> [Goal]:
Update the rows below by replacing each occurrence of "Verify" with "Confirm" and leaving all other text unchanged.

Rows contained in a dataset
■ ■ ■
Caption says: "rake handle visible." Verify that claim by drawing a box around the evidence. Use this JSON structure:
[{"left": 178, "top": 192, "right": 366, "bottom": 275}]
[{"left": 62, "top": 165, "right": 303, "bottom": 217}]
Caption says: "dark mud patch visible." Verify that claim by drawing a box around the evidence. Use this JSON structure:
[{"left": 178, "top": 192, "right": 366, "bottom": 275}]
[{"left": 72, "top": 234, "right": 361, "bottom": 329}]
■ ■ ■
> [Correct output]:
Caption says: "rake handle visible." Confirm that claim by drawing a box around the evidence. Use this JSON structure:
[{"left": 178, "top": 192, "right": 366, "bottom": 275}]
[{"left": 62, "top": 165, "right": 303, "bottom": 217}]
Caption says: "dark mud patch visible." Confirm that claim by drawing a box around the evidence. Use this JSON structure:
[{"left": 178, "top": 192, "right": 366, "bottom": 275}]
[{"left": 72, "top": 234, "right": 361, "bottom": 329}]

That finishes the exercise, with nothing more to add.